About this exercise:
From the piece on AI and causal knowledge, return the passage from "Consider how LLMs" up to and including "it is hollow.", word for word.

Text block:
────────

AI Fakes Reality: The Erosion of Causal Knowledge
- •AI models decouple knowledge from causality, creating 'borrowed certainty' without real-world evidence.
- •Hallucinations and sycophancy generate convincing, yet false, outputs that bypass human cognitive dissonance.
- •The emerging information landscape threatens to obscure the distinction between verified truth and fabrication.
In physics, causality dictates that every effect must have a root cause. However, a new wave of information technology is quietly severing this link. When large language models (LLMs) generate text, they often produce outputs that feel authoritative yet lack grounding in verifiable reality. We are witnessing the emergence of a non-causal information landscape.
Consider how LLMs operate: they do not perform 'causal work' to find truth. Instead, they predict the most statistically likely continuation of a prompt. When these models hallucinate, they provide answers that are indistinguishable from fact. Furthermore, the tendency toward sycophancy—where the model reflects user biases—creates a feedback loop that feels like confirmation, even when it is hollow.

────────

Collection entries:
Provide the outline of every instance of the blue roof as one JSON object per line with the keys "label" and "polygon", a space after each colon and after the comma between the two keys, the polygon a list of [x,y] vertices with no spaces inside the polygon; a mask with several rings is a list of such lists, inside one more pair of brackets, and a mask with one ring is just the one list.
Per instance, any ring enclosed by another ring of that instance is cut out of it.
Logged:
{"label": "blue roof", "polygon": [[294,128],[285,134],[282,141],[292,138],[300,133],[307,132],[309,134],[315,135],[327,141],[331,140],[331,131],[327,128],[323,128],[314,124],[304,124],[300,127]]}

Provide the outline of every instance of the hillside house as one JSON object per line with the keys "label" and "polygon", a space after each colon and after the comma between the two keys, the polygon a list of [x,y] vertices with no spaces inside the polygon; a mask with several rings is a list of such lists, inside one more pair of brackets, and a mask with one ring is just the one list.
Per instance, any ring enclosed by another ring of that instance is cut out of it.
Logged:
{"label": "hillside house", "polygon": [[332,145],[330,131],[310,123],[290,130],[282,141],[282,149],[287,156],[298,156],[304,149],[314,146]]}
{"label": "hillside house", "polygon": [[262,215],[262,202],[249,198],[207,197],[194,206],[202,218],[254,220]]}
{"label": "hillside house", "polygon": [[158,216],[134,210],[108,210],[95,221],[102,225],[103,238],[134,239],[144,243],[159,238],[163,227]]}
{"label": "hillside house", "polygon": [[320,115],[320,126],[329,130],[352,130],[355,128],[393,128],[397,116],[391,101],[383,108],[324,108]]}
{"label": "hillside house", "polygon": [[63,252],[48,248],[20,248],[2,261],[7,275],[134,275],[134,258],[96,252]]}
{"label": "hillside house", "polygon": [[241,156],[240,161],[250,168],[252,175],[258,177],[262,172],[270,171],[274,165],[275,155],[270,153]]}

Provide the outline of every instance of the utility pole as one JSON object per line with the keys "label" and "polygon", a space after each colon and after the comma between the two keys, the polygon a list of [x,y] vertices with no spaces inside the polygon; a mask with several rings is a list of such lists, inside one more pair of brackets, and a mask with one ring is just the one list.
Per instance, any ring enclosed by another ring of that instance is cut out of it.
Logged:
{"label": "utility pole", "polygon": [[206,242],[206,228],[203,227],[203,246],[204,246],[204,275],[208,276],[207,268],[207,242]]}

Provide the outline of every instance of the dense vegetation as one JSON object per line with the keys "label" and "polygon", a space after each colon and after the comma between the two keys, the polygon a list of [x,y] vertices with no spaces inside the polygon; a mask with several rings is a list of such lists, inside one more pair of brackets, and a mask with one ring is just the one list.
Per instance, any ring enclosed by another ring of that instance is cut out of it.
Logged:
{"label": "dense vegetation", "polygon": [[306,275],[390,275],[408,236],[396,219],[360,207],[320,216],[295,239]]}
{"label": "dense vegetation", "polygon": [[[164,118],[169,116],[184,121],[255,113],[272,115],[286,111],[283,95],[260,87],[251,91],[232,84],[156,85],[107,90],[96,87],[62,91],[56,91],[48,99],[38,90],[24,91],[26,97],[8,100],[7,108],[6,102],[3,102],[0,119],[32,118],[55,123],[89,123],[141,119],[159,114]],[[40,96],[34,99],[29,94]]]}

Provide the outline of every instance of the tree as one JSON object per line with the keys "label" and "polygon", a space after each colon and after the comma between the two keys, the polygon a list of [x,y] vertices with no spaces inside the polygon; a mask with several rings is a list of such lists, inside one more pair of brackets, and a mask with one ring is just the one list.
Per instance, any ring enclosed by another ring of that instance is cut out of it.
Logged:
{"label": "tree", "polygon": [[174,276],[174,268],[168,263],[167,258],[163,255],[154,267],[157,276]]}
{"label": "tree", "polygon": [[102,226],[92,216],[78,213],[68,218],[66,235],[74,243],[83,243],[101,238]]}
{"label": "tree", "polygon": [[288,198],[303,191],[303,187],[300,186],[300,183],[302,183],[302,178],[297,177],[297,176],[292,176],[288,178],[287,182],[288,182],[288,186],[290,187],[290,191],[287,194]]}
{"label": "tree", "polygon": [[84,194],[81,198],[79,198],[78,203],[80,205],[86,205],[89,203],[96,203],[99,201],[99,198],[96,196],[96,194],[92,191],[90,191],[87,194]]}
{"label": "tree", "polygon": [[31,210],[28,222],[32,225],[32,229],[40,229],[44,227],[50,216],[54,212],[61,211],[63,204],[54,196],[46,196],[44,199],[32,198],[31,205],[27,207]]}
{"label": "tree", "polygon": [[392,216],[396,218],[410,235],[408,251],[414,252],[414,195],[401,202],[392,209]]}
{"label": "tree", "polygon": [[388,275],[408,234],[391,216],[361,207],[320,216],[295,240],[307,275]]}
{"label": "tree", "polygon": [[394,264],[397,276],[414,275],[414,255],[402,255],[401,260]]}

────────

Finished exercise:
Consider how LLMs operate: they do not perform 'causal work' to find truth. Instead, they predict the most statistically likely continuation of a prompt. When these models hallucinate, they provide answers that are indistinguishable from fact. Furthermore, the tendency toward sycophancy—where the model reflects user biases—creates a feedback loop that feels like confirmation, even when it is hollow.